Extracted text:
Backpacks, Boots, and Baguettes
by Simon Calder and Mick Webb

Reviewed by Erica Dorpalen

Backpacks, Boots and Baguettes by Simon Calder and Mick Webb is a memoir that recounts the joys of hiking the Pyrenees and uncovering the cultural heritage embedded in the Basque region. This travelogue is a collage of narrative modes, blending the authors’ personal experience of people and place with a historical-lens depiction of a community that dates back to the Romans. There are days spent on the trail, on trains and in planes, in local markets, restaurants and farming villages. With lighthearted and self-deprecating humor, Calder, a travel editor and television producer, and Webb, a radio producer, narrate the trials of losing their way in the wilderness, of inclement weather, meeting tight transportation schedules, maintaining professional correspondences in rural mountain country, and, of course, dealing with the social faux pas that are inevitable when traveling in an unfamiliar society.

Using the information:
a - According to the book review, what mountain range do the two authors hike?
b - Resume the book review from the point where it stops.
The records come from a different source than the book review above.

Information given:

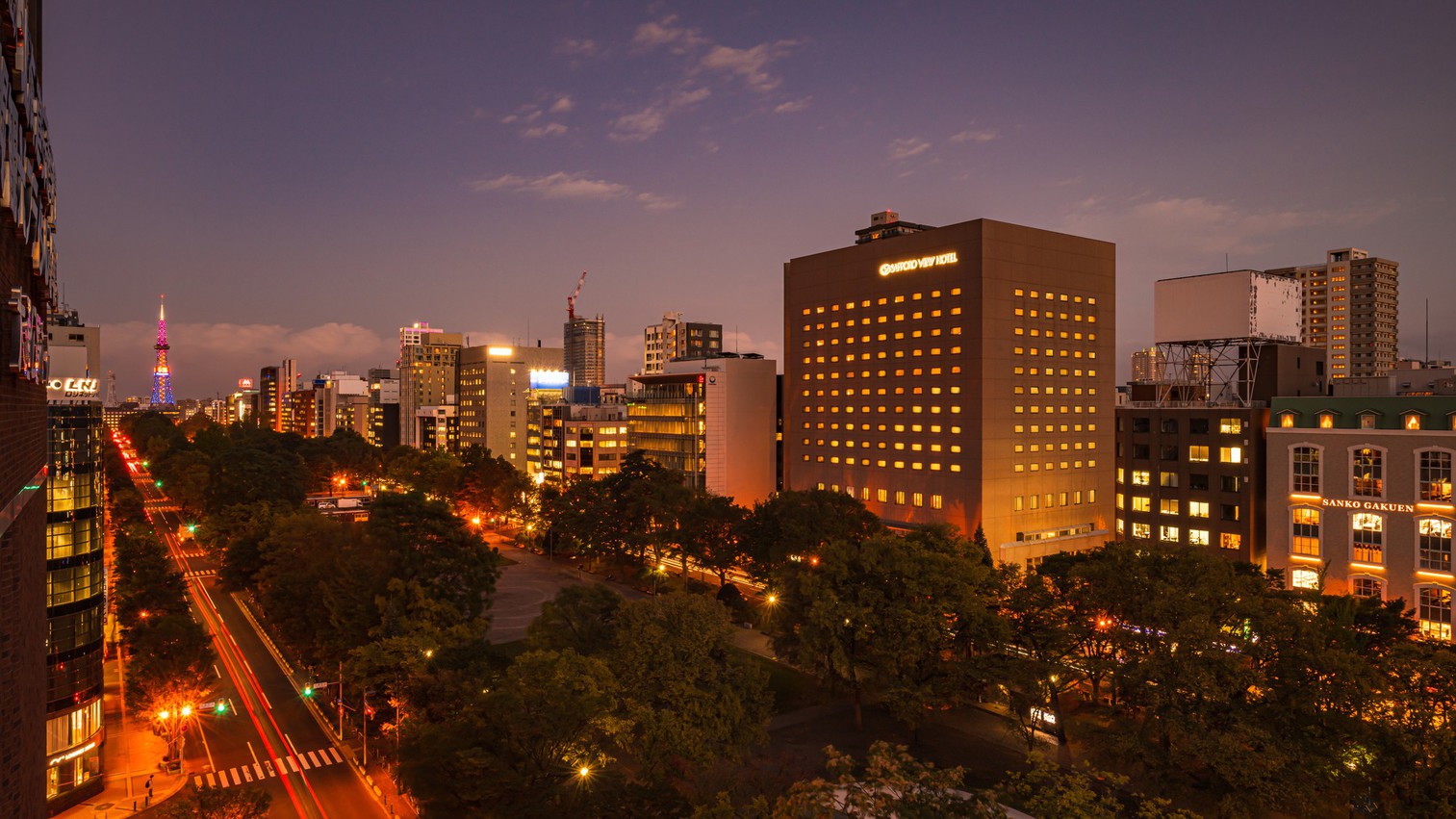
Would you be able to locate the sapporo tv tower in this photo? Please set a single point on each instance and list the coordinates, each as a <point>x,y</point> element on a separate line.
<point>162,374</point>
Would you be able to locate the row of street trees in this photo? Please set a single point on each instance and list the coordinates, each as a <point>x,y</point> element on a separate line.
<point>1201,677</point>
<point>169,653</point>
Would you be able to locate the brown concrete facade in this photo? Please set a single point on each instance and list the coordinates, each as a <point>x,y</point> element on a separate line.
<point>959,374</point>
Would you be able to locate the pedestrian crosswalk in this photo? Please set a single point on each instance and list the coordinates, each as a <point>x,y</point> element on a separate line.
<point>268,768</point>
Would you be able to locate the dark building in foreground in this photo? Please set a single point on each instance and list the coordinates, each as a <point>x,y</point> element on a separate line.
<point>74,567</point>
<point>959,374</point>
<point>26,294</point>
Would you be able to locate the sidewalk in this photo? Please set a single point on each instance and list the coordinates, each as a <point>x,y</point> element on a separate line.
<point>128,756</point>
<point>376,777</point>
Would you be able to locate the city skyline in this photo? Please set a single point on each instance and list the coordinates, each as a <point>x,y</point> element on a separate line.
<point>462,167</point>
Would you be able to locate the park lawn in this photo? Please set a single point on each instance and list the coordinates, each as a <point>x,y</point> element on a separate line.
<point>792,689</point>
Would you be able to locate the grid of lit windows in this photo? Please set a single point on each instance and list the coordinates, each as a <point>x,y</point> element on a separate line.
<point>1436,544</point>
<point>879,390</point>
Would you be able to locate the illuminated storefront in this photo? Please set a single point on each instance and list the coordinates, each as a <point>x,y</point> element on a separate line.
<point>76,573</point>
<point>1360,500</point>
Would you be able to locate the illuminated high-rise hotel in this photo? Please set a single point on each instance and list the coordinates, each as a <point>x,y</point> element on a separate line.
<point>959,374</point>
<point>1351,308</point>
<point>428,363</point>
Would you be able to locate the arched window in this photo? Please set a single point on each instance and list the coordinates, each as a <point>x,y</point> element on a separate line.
<point>1433,611</point>
<point>1303,533</point>
<point>1435,551</point>
<point>1367,471</point>
<point>1436,475</point>
<point>1367,586</point>
<point>1305,461</point>
<point>1367,536</point>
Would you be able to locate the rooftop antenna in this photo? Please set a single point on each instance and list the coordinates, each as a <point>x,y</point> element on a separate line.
<point>571,300</point>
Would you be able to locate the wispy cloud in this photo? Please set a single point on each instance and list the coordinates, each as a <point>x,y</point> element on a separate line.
<point>982,136</point>
<point>794,105</point>
<point>907,147</point>
<point>666,33</point>
<point>200,351</point>
<point>654,201</point>
<point>564,186</point>
<point>578,48</point>
<point>559,186</point>
<point>642,124</point>
<point>527,115</point>
<point>639,124</point>
<point>701,62</point>
<point>1197,226</point>
<point>548,130</point>
<point>749,63</point>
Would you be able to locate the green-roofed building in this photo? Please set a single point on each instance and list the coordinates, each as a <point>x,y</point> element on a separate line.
<point>1365,490</point>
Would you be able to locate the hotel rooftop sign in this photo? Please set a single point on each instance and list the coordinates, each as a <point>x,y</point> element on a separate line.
<point>917,264</point>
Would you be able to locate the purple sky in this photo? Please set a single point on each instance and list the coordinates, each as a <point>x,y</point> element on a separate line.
<point>304,178</point>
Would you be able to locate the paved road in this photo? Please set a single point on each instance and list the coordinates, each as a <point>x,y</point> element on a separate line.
<point>268,734</point>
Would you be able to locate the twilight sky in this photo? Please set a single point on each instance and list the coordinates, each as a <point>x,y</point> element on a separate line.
<point>304,178</point>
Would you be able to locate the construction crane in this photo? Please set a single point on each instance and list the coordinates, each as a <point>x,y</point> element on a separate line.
<point>571,300</point>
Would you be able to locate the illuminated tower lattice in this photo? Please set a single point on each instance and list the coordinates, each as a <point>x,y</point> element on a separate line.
<point>161,374</point>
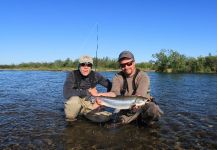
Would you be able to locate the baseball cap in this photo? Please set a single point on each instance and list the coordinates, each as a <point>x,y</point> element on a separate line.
<point>125,54</point>
<point>86,59</point>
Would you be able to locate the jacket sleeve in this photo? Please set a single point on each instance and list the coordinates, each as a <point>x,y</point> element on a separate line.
<point>103,81</point>
<point>70,88</point>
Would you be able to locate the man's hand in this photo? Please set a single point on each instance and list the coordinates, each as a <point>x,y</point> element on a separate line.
<point>97,103</point>
<point>93,91</point>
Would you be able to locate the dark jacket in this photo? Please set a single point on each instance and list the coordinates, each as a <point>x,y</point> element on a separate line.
<point>77,85</point>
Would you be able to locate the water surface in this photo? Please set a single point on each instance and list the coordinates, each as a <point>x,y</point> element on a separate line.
<point>32,116</point>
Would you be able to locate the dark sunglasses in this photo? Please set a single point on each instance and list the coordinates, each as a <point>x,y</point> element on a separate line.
<point>126,64</point>
<point>86,64</point>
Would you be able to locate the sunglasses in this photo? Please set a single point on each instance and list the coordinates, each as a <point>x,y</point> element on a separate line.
<point>86,64</point>
<point>126,64</point>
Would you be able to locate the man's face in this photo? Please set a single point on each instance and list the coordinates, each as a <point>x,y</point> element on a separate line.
<point>127,66</point>
<point>85,68</point>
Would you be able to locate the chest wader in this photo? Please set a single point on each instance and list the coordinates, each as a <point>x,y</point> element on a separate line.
<point>127,116</point>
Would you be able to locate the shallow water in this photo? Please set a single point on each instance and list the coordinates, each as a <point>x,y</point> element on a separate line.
<point>32,116</point>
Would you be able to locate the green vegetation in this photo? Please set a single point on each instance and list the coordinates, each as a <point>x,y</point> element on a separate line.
<point>172,61</point>
<point>164,61</point>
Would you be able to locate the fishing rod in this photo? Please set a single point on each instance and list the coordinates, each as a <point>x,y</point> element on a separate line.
<point>96,47</point>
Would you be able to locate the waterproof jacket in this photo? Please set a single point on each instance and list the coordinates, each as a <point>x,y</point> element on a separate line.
<point>77,85</point>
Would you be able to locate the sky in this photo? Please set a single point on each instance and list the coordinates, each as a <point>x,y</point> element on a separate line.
<point>49,30</point>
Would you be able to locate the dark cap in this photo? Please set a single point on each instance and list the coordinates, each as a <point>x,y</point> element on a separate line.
<point>125,54</point>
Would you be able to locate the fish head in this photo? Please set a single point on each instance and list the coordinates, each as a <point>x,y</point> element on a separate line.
<point>139,102</point>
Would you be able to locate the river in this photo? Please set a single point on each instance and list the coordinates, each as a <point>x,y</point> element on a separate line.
<point>32,115</point>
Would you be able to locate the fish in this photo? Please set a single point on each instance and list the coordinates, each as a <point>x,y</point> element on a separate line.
<point>121,102</point>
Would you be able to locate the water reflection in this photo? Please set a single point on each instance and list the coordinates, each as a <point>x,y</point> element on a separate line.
<point>32,117</point>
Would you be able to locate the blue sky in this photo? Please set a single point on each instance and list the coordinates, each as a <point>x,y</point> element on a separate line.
<point>48,30</point>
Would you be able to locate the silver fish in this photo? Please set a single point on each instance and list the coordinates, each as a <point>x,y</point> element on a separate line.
<point>122,102</point>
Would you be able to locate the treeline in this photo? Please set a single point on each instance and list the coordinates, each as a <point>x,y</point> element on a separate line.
<point>172,61</point>
<point>164,61</point>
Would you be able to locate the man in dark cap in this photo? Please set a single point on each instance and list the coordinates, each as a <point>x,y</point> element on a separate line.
<point>131,81</point>
<point>79,85</point>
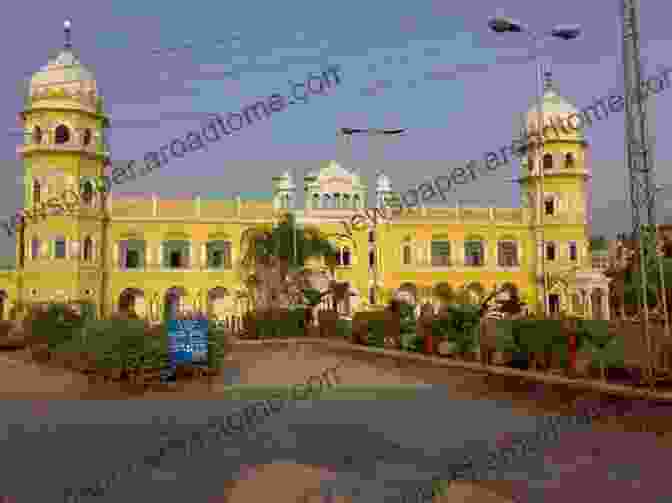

Task responses:
a - The Pyrenees.

b -
Equally as important to the authors’ travels up through the mountains are their descents into the bordering villages and ventas, or marketplaces. Evening destinations are modest but comfortable hotels, hostels, and refuges created in abandoned farmhouses and mountain chalets. The travelers’ meals, accompanied by “earthy” wine or cold beer, are described with great care, as the influence of French and traditional Basque cuisine is a prominent feature of the region’s cultural identity. Calder and Webb tell colorful tales of the people who offer the foreigners hospitality and of the natural features and creatures unique to the Pyrenees. The overarching message is a conviction that the Pyrenees have something to offer everyone. The spectacular scenery of high mountain peaks and of centuries-old farmhouses and cathedrals nestled into valleys are accessible to both the experienced mountaineer and the traveler interested in short walks.

The Pyrenees form a natural boundary along the French-Spanish border, so that the Basque region is divided by mountains and between two political entities. The region is nonetheless unified by tradition and euskara, the native language. Calder and Webb scatter in piecemeal accounts of how the identity in which the Basque people take pride came to be. The historical anecdotes that appear intermittently are informative and paint richly the ways in which human civilization has etched its mark into the land. Perhaps occasionally the transitions into these anecdotes are a bit choppy and could be worked into the narrative more gracefully, but the stories are fascinating.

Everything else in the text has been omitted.